- _Tarefas a realizar_:
1 – Resuma em duas frases o texto sobre ciência e religião.
2 – Por favor, retome o texto sobre ciência e religião logo depois da última frase apresentada.

Ciência e religião, ainda que muitos digam serem compatíveis, têm-se mostrado duas coisas de todo inconciliáveis. As religiões têm absoluta certeza do que pregam enquanto a ciência tem dúvida, o que reforça as convicções de pessoas que aceitam cegamente algo dito divino. Paulo descreveu bem a fé como o “firme fundamento daquilo que se espera, a certeza das coisas, que se não vêem”. Todavia, muitas das vezes, tem-se mostrado ela a “certeza da existência das coisas que não existem” (Hebreus, 11:1). O que ocorre é que a dúvida científica reflete a responsabilidade que os cientistas sentem pelo que dizem, sentimento este que não passa pela cabeça dos religiosos.
Argumentou, em 1987, um dos autores religiosos: “A ciência não afirma categoricamente que a raça humana procedeu de um só casal, mas a palavra de Deus afirma isso com toda clareza em Atos, 17: 26”. (Raimundo F. de Oliveira, Seitas e Heresias, pág. 123).
Aí é que reside uma grande diferença: A ciência elabora uma hipótese com base em indícios circunstanciais e fáticos e estuda os elementos existentes com a finalidade de alcançar a comprovação da realidade. Os religiosos, por seu turno, aceitam incondicionalmente o que encontram escrito considerado divino, considerando-o verdade absoluta. Essa aceitação cega, entretanto, não faz com que a afirmação seja verdade, senão nas cabeças dos crentes. Por anos e séculos, não havia provas irrefutáveis contra as chamadas “verdades”, mas o progresso científico chegou ao ponto em que pôde tornar algumas dessas “verdades” tão claramente insustentáveis, que, com exceção dos mais radicais, muitos mestres religiosos já tentam dar mirabolantes explicações, atribuindo significados os mais amplos aos termos hebraicos, aramaicos e gregos utilizados pelos escritores bíblicos, como meio de adaptação dos textos às descobertas científicas incontestáveis.

- _Linhas fornecidas_:
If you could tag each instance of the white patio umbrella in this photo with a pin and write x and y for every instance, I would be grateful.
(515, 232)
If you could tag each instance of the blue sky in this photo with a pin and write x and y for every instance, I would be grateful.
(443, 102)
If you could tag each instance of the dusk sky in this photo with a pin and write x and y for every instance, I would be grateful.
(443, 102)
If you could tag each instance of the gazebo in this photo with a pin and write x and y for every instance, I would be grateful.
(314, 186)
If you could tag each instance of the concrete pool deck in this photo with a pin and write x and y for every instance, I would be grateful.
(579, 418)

* * *

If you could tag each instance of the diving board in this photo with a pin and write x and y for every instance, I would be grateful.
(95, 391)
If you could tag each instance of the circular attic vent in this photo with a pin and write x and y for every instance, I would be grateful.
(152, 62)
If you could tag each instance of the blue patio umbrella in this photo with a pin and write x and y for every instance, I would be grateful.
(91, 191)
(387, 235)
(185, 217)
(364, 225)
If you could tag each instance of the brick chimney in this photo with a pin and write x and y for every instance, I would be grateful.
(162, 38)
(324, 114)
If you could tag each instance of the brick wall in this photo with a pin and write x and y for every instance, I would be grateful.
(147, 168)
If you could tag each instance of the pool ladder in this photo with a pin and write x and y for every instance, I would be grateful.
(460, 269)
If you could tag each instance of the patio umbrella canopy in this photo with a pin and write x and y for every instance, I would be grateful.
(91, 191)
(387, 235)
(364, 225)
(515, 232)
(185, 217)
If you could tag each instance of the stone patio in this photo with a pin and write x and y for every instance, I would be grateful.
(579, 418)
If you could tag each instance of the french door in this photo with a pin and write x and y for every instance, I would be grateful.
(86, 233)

- _Respostas dos exercícios_:
1 – Ciência e religião são apresentadas como inconciliáveis: as religiões têm absoluta certeza do que pregam, enquanto a ciência duvida, e essa dúvida reflete a responsabilidade que os cientistas sentem pelo que dizem. A ciência elabora hipóteses com base em indícios e busca comprovar a realidade, ao passo que os religiosos aceitam incondicionalmente o que consideram escrito divino, e o progresso científico tornou algumas dessas "verdades" tão insustentáveis que muitos mestres religiosos já dão explicações mirabolantes aos termos bíblicos para adaptar os textos às descobertas.

2 –
O evangelho afirma que o próprio Jesus Cristo predisse que as estrelas cairiam do firmamento próximo de seu gloriosos retorno à Terra (Mateus, 24:29), e seu discípulo João presenciou, em sua visão do Apocalipse, as estrelas caindo “sobre a terra, como quando a figueira, sacudida por um vento forte, deixa cair os seus figos verdes” (Apocalipse, 6:13).
Naquela época, e mesmo séculos depois, isso parecia perfeitamente possível, mas a cosmologia moderna não deixa nenhuma sombra de dúvida sobre a impossibilidade de tal fenômeno, uma vez que uma estrela das menores tem no mínimo vinte e seis mil vezes o tamanho do nosso planeta. Um astro com dimensão menor não é capaz de gerar fusão nuclear para ter o brilho estelar. Isso, porém, não é suficiente para alguns radicais desistirem da defesa das “verdades” inverídicas. Há quem diga que o termo “astera”, traduzido por estrela, significa “asteróide”, referindo-se não propriamente às estrelas. Não levam eles, contudo, em consideração que, ainda que fosse um punhado de asteróides, isso poria fim a tudo no nosso globo, inviabilizando o resto do Apocalipse.
Nos dias de Galileu Galilei e de Giordano Bruno, que cometeram o pecado de afirmar uma realidade hoje incontestável, a Bíblia era a prova para decretar a morte dos que blasfemavam contra a palavra divina. Hoje, a própria igreja que matava os heliocentrista não tem mais como não admitir o próprio erro. Aquela certeza que justificava a execução dos que ousassem desmentir a “palavra de Deus” não pode mais subsistir.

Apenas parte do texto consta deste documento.